» What you will do
Print the stretch of the records below that starts at the line containing "of the bare" and continues through the end of the records. Reproduce every line exactly.

(Items from a dataset)
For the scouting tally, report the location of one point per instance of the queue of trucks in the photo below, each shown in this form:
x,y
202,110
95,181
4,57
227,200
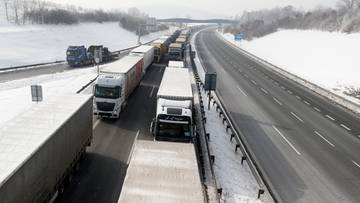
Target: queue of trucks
x,y
166,170
41,148
117,80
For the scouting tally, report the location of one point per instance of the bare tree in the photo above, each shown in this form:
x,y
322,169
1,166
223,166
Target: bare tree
x,y
348,4
16,8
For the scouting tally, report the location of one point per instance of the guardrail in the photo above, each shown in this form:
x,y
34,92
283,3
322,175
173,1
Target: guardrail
x,y
14,68
235,133
350,105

» Result below
For the scouting tally, report the location of one point per instance of the bare tree in the photo above, each shown in this form:
x,y
322,169
1,166
223,166
Target: bare tree
x,y
348,4
16,8
For the scouting tally, report the location of one point per instance of the guardrail in the photo above, each shown in this form:
x,y
34,92
283,3
322,175
173,1
Target: guardrail
x,y
14,68
235,133
350,105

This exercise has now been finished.